TASK DESCRIPTION
Your task is to copy the material exactly.

STORED ROWS
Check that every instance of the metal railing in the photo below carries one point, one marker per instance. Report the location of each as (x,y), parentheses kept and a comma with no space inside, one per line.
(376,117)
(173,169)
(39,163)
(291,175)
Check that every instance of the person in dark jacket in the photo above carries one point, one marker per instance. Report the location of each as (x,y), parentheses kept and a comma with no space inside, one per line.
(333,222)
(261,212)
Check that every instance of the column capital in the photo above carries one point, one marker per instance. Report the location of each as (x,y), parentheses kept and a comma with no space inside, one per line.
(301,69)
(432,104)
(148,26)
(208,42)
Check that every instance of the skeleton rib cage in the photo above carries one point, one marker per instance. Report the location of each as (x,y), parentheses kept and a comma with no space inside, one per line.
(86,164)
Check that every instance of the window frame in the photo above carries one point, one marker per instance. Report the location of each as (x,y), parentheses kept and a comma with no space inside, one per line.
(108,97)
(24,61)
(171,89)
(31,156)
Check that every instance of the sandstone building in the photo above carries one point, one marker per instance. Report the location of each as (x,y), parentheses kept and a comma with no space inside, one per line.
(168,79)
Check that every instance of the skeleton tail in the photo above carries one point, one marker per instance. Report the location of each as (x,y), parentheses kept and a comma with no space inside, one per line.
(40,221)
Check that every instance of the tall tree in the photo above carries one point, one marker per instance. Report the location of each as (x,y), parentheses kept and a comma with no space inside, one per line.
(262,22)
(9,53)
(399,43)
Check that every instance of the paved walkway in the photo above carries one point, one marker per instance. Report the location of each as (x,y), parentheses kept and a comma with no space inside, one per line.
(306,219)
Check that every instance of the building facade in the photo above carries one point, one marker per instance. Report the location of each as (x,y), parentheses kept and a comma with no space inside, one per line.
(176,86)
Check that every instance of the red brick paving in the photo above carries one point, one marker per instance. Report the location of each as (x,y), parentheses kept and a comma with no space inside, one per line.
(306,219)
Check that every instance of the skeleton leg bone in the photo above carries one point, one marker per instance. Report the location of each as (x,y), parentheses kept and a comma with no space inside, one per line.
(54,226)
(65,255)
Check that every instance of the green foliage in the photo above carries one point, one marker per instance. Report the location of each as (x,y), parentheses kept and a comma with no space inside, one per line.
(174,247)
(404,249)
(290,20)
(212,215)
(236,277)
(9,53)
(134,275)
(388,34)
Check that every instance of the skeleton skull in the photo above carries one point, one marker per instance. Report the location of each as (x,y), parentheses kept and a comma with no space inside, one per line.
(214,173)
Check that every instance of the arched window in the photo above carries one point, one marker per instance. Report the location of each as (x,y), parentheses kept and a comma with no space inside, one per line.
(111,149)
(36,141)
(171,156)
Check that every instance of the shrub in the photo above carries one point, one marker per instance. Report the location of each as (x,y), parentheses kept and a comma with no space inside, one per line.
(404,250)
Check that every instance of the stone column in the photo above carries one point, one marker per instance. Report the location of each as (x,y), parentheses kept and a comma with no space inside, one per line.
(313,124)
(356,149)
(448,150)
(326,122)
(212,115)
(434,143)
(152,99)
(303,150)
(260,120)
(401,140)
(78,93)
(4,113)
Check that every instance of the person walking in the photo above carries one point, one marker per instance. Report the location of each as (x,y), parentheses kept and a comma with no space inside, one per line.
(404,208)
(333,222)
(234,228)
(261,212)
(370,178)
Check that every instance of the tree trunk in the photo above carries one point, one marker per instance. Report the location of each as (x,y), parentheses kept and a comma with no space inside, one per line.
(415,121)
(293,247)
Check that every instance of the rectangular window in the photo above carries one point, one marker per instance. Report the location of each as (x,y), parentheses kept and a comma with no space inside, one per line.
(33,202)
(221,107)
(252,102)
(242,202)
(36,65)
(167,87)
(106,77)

EXERCISE RESULT
Check that every instance of the metal railing in the photo below carries one point, one marker per instance. Report the location of each as (x,y), parentheses kept and a comma with no space inside, one per line.
(376,117)
(173,169)
(39,163)
(291,175)
Check that every instance of the person in dark jacket in the photo above carries one point, one marker per instance. Report the location of each as (x,y), parentheses kept and a comma with no space inside, one per line.
(333,222)
(261,212)
Check that every instance of the column capital in the photo above carries one point, one marker per instance. Report the location of each as (x,y), parentheses kept and a comma with no space inside, one per line.
(301,69)
(432,104)
(148,26)
(208,42)
Check that every instance of the skeleton rib cage in the photo above carries one point, one marker per instance. Report the location of each as (x,y), parentheses kept and a comma with no space inside, one per line.
(86,164)
Check that every instance of the window frame in the photo above carries one point, one marker per instance. Report the location of each as (x,y), parentheses kept and a comma with no space inside, one per line.
(108,97)
(24,61)
(171,89)
(31,156)
Check that every instance of the sandstone building in the photo above carries one point, one marker per instance. Report the location of each as (x,y), parentheses kept and a comma with no space inside, one per line.
(168,79)
Check that every instance of the skeleton tail in the photo above carries one point, one marker per instance. Report the location of each as (x,y), parentheses kept and a comma with no space inside, one per line.
(40,221)
Check that every instance of the tall tree in the photo above carries one point, one marker per instance. Report the location of each as (x,y), parentheses kept and a comma with no space inside, one per line.
(262,22)
(9,53)
(399,43)
Check that every instance of the paved walkway in the photo above carries one point, one marker per instance. Report the location of each as (x,y), parentheses kept and a comma with no space inside, one per line.
(306,219)
Check that every instance of the building facade in the photo above carries one point, one marker per instance. Report the location of each as (x,y), parentheses kept and a comma with no space inside, one per line.
(176,86)
Check that every instance of the red brick paving in the photo above carries one point, one marker per instance. Report the location of each as (x,y), parentheses kept and a comma with no space inside, one per line.
(306,219)
Check that every instance of the skeleton leg bone in the photo above carries one point, one marker per instance. Report the location of each as (x,y), parentheses kept and a comma with no space inside, one per line.
(54,226)
(65,255)
Check that every instance of the green foliage in the photo above carries one point, one marker per instance. Report the location of each as (x,y), parentheses kept and a comma with no space inside, one per line.
(174,247)
(404,249)
(290,20)
(212,215)
(236,277)
(9,53)
(134,275)
(388,34)
Check that every instance of the skeleton skull in the photo above carries one point, one marker per instance. Report the location of each as (x,y), parentheses kept and a comma with no space inside, one per line.
(214,173)
Check that every instance of the arched window in the photo above carries one point, one marker per instance. Report the location of each as (x,y), parentheses kept and a comma with no space inside, one per line.
(111,149)
(36,141)
(171,156)
Check that every instance of the shrub in the photo above carries one point, one marker per instance. Report the location of each as (x,y), parentheses kept and a comma with no space inside, one per line.
(404,250)
Check that every instance of the stone column in the photo above carries one point, one marker per instance. Report the location of each as (x,y), parentheses kept and a comma with no space inside, one per line.
(313,124)
(356,149)
(448,150)
(326,122)
(212,115)
(434,143)
(152,99)
(303,150)
(260,120)
(401,140)
(78,93)
(4,113)
Check that every instance of the person walking in the photo above carries one point, one marker per instance. Report the location of each as (x,y), parentheses kept and a comma with no space inside, one per line.
(404,208)
(333,222)
(234,228)
(261,212)
(370,178)
Check that every instance of the tree trunk in the photo above carries one point, one marker per instance. Report the location of each as (x,y), parentheses kept and a comma with no space inside, one per line.
(415,121)
(293,247)
Check that every instance of the rectangular window in the photo above carries one point, one marker per instance. Report the location of each as (x,y), parentheses kept and a comma with no space inside, one per line.
(33,202)
(221,107)
(252,102)
(242,202)
(36,65)
(167,87)
(106,77)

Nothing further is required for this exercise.